Requirements
Copy out the items below word for word, beginning at the line that contains "Where can the mountain slope" and continuing through the last line of the items.

Provided entries
-=-=-=-=-

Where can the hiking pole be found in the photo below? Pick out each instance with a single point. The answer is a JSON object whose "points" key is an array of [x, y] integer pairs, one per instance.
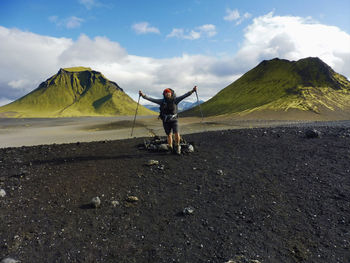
{"points": [[200, 109], [133, 125]]}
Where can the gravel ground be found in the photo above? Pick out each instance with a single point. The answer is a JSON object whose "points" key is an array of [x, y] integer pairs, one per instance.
{"points": [[250, 195]]}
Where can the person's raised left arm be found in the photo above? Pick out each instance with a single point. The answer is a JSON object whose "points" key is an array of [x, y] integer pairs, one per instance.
{"points": [[178, 99]]}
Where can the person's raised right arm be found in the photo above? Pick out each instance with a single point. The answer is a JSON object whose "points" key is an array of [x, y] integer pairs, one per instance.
{"points": [[157, 101]]}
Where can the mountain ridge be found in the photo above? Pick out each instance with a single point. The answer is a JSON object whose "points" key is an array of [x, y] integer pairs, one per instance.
{"points": [[279, 86], [74, 92]]}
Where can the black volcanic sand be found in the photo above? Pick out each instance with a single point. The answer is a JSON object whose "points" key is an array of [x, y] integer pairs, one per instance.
{"points": [[279, 197]]}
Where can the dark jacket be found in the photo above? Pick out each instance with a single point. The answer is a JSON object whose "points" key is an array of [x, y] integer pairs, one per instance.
{"points": [[168, 112]]}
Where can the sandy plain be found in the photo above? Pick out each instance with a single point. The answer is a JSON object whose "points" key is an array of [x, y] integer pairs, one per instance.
{"points": [[30, 132]]}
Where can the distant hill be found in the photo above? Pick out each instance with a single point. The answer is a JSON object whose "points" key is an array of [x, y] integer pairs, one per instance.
{"points": [[74, 92], [277, 88]]}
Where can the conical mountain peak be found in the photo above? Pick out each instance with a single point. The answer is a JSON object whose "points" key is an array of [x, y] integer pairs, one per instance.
{"points": [[277, 87], [77, 91]]}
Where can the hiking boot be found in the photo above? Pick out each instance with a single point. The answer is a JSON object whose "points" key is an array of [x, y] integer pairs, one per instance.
{"points": [[178, 149]]}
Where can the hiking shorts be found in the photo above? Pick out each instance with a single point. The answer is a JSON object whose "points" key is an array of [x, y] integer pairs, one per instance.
{"points": [[171, 126]]}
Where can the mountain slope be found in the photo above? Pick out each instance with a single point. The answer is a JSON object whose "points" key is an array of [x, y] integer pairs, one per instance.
{"points": [[74, 92], [280, 86]]}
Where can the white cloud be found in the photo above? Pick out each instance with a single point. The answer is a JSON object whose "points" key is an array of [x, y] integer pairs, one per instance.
{"points": [[234, 15], [95, 51], [89, 3], [69, 22], [145, 28], [26, 59], [73, 22], [294, 38], [207, 30]]}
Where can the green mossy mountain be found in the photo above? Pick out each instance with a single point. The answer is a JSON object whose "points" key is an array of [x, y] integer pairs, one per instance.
{"points": [[74, 92], [279, 87]]}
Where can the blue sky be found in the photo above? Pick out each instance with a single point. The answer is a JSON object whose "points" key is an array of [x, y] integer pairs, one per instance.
{"points": [[152, 44]]}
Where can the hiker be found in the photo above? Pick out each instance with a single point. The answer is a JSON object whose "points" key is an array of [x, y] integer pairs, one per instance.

-=-=-=-=-

Solution for this exercise
Where can the mountain slope be found in the photo above? Pick out each instance with a single point. The answer is a JSON object whose "points" key is an array of [x, y] integer pairs, one per instance.
{"points": [[74, 92], [280, 86]]}
Where can the white cloud be found in the photo above? Pick out each instance with a single point. The answer is a JSON object whose "points" key is an array of [x, y] integer pairs, one per instance.
{"points": [[234, 15], [95, 51], [89, 3], [69, 22], [145, 28], [26, 59], [73, 22], [294, 38], [207, 30]]}
Where can the green mossy mountain be found in the photo above? Pick out each instance with a single point. The answer is a JSON object whose "points" key is an array of [x, y] integer pairs, one per instance.
{"points": [[74, 92], [279, 87]]}
Where can the blue sky be found in the photo above? Pick out each instance with a single point. The answer is a JSON object whose "points" key is an array of [x, y] integer pairs, one per instance.
{"points": [[152, 44]]}
Where can the hiker be found in the photo above? Pick out each instance with a single point. The answer is a JSON object whose "points" key is an array of [x, y] integer pairs, one per instance.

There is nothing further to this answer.